Exercise instructions: Your task is to reproduce, exactly and only, the lines running from the line containing "smoke and report the position of each." to the end of the data below, both included.

Extracted material:
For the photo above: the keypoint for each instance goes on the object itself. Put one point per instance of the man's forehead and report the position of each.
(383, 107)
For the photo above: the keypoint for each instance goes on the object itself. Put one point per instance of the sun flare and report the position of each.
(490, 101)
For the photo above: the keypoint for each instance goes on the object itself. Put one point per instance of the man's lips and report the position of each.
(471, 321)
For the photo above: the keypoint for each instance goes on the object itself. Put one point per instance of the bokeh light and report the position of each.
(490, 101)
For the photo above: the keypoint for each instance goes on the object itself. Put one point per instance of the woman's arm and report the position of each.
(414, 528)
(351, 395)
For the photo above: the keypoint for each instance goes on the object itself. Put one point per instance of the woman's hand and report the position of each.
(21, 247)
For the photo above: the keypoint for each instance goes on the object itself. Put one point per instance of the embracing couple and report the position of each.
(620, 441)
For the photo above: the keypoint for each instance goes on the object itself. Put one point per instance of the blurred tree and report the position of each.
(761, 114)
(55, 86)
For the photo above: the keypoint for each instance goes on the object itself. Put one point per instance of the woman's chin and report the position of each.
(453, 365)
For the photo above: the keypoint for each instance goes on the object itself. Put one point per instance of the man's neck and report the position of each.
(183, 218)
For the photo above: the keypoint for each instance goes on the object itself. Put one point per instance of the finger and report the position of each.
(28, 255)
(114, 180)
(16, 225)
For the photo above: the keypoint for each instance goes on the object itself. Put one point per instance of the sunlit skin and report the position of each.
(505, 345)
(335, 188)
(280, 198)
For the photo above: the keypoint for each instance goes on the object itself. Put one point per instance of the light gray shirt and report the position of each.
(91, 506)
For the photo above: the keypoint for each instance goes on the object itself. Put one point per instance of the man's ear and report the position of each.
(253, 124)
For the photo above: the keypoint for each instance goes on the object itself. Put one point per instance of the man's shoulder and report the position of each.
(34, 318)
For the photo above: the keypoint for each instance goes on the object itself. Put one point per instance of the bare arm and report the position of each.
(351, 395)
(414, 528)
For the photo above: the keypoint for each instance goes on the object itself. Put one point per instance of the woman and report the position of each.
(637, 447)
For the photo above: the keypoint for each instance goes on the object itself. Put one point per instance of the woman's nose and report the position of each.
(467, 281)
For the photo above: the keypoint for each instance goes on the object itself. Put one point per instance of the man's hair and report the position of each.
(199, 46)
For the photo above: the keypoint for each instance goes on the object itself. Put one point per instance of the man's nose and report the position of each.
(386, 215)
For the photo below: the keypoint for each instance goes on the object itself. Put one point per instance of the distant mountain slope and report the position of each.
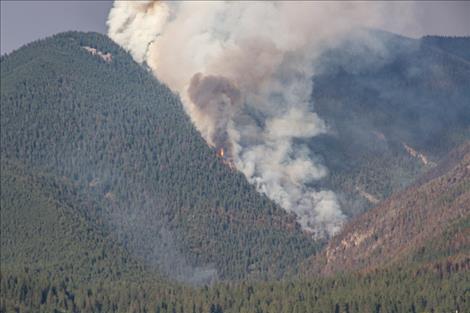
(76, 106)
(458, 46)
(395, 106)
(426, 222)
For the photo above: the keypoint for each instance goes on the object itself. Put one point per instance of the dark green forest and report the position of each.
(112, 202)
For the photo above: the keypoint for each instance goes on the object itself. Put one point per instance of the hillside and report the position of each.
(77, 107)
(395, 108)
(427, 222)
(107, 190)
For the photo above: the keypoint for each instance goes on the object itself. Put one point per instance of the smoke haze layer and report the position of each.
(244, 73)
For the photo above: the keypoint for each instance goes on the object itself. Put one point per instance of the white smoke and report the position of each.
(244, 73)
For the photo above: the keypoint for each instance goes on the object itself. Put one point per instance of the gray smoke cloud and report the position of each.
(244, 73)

Answer to this task:
For the photo above: the keypoint for each instance goes on the object itself. Put one point per instance of the white smoke and report the position of each.
(244, 73)
For the photo above: the keypoint for each instance goes on the object itself. Put one point per instance of the gray smoke cloud and report the position of each.
(244, 73)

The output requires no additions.